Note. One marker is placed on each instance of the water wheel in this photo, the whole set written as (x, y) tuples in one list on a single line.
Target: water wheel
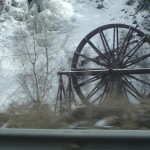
[(112, 63)]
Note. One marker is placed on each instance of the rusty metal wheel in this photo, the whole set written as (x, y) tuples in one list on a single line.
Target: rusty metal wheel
[(120, 56)]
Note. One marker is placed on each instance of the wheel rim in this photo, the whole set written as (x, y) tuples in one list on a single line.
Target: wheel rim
[(113, 46)]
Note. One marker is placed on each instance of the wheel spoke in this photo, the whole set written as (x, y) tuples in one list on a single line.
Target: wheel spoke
[(134, 95), (88, 81), (100, 97), (125, 44), (137, 79), (105, 44), (137, 60), (92, 59), (134, 50), (98, 51), (125, 93), (95, 89), (104, 93), (131, 87)]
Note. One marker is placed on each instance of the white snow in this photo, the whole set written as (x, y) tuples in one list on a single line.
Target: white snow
[(82, 17)]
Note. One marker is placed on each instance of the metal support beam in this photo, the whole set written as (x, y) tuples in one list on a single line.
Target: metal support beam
[(89, 72)]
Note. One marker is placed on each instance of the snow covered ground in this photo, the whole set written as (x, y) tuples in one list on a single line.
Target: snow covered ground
[(82, 16)]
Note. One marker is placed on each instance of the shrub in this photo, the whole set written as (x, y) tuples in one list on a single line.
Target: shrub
[(1, 5)]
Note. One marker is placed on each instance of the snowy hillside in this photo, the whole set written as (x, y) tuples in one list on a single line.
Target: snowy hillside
[(67, 21)]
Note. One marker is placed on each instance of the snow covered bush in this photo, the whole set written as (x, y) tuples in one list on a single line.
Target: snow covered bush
[(40, 38), (1, 5), (130, 2)]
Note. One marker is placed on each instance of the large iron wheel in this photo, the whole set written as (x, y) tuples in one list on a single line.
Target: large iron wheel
[(110, 47)]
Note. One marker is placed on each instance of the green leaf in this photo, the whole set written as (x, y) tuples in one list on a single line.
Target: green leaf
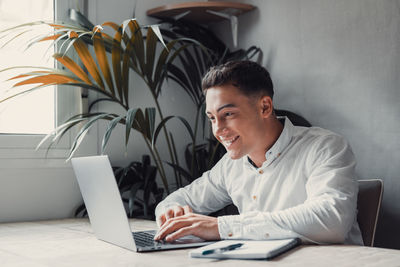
[(82, 133), (108, 132), (130, 119), (164, 121), (150, 118), (100, 51), (132, 196), (151, 44)]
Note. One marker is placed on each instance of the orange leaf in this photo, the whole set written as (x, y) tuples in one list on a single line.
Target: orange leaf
[(47, 79), (73, 67), (53, 37), (87, 59)]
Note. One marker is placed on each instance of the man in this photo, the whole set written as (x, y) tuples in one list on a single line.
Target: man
[(286, 181)]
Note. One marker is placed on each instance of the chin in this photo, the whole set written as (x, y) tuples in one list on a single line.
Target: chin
[(234, 156)]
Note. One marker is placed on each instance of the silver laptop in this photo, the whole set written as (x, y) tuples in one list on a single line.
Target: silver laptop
[(106, 211)]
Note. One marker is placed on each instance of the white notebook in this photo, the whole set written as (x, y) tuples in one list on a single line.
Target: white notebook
[(251, 249)]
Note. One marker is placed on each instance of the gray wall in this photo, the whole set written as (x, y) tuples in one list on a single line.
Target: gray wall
[(337, 63), (334, 62)]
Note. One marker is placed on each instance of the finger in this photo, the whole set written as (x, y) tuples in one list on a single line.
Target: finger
[(187, 209), (180, 233), (171, 226), (161, 220), (178, 211), (169, 214)]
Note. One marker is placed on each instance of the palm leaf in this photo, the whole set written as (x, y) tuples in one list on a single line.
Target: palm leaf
[(150, 118), (87, 60), (73, 67), (82, 133), (100, 51), (108, 132), (130, 119), (116, 60), (164, 121)]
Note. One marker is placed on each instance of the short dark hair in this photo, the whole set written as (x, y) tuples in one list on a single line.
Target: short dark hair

═══

=== WORK INSTRUCTIONS ===
Lay out all of the rows above as a numbered list, skipping any blank lines and leaving the pictures out.

=== FINISHED EXERCISE ===
1. Note. One marker is placed on each instance of the water wheel in this photo, the whole set written as (x, y) tuples in one list on a single line.
2. Target: water wheel
3. [(112, 63)]
4. Note. One marker is placed on each instance of the rusty metal wheel in this photo, the whole set written as (x, y) tuples in one list on a single line.
5. Target: rusty metal wheel
6. [(120, 56)]
7. Note. One marker is placed on each instance of the wheel rim in this photo, the whole set written as (x, y) tuples in one list on a single line.
8. Target: wheel rim
9. [(113, 46)]
10. Note. One marker is placed on each instance of the wheel spoke in this photo, the whole set written as (x, y) tuples in one list on a single line.
11. Target: wheel spoke
12. [(134, 95), (88, 81), (100, 97), (125, 44), (137, 79), (105, 44), (137, 60), (92, 59), (134, 50), (98, 51), (125, 93), (95, 89), (104, 93), (131, 87)]
13. Note. One marker is placed on each instance of the white snow in this photo, the whole set written as (x, y) tuples in one list on a single line.
14. Target: white snow
15. [(82, 17)]
16. Note. One marker is placed on each instance of the metal support beam in this photo, the whole set written as (x, y) tuples in one list on a single line.
17. Target: metal support beam
18. [(89, 72)]
19. Note. One marker is placed on each instance of the snow covered ground in this photo, the whole set written as (x, y) tuples in one list on a single line.
20. Target: snow covered ground
21. [(82, 16)]
22. Note. One marker is placed on each instance of the shrub in this photo, the whole set written as (x, y) tuples in one list on a single line.
23. Target: shrub
24. [(1, 5)]
25. Note. One marker is placed on each instance of the snowy hillside in this photo, the whole set written as (x, y) tuples in one list on a single line.
26. Target: snowy hillside
27. [(67, 21)]
28. Note. One marker is placed on each instance of the snow covered bush in this photo, the whole set written as (x, y) tuples in one list on a single line.
29. Target: snow covered bush
30. [(40, 38), (1, 5), (130, 2)]
31. Note. One marker is placed on each instance of the large iron wheel in this photo, the whole set written as (x, y) tuples in one list on a single line.
32. Target: large iron wheel
33. [(110, 47)]
34. Note. One marker is placed on each instance of the green leaf in this photo, the whole set written as (x, y) tuples in one list on a single line.
35. Target: green leaf
36. [(82, 133), (108, 132), (130, 119), (164, 121), (150, 118), (100, 51), (132, 196), (151, 44)]
37. Note. One marker is placed on each instance of the orange leaf in this photo, the whole set written as (x, y) tuples in one list on a single line.
38. Target: orange leaf
39. [(47, 79), (73, 67), (53, 37), (87, 59)]
40. Note. One marker is placed on each instance of the man in this photo, the whole set written as (x, y) tuples in one list on a single line.
41. Target: man
42. [(286, 181)]
43. Note. One marker is placed on each instance of the chin in this photo, the whole set written as (x, y) tuples in one list on a single line.
44. Target: chin
45. [(234, 156)]
46. Note. One marker is placed on each instance of the silver laptop in this photo, the whole set written as (x, y) tuples in one list on a single line.
47. Target: silver laptop
48. [(106, 211)]
49. Note. One marker is placed on each instance of the white notebook in this photo, the whole set written as (x, y) tuples in one list on a single line.
50. Target: white notebook
51. [(251, 249)]
52. Note. One marker is placed on each instance of the gray wall in this photo, the whole set written as (x, y) tuples in one list on a single line.
53. Target: gray wall
54. [(337, 63), (334, 62)]
55. Note. One marker is placed on each instance of the finger in this photo, the whole set written as (x, y) tuples in one list on a single line.
56. Target: finger
57. [(187, 209), (180, 233), (171, 226), (161, 220), (178, 211), (169, 214)]
58. Note. One marker is placed on each instance of the palm leaf in this photo, the whole set written as (x, y) tuples in one list on a single line.
59. Target: palm leaf
60. [(150, 118), (87, 60), (73, 67), (82, 133), (100, 51), (108, 132), (130, 119), (116, 60), (164, 121)]
61. Note. One marker is placed on each instance of the short dark hair in this photo, the whole set written as (x, y) tuples in one list on a single line.
62. Target: short dark hair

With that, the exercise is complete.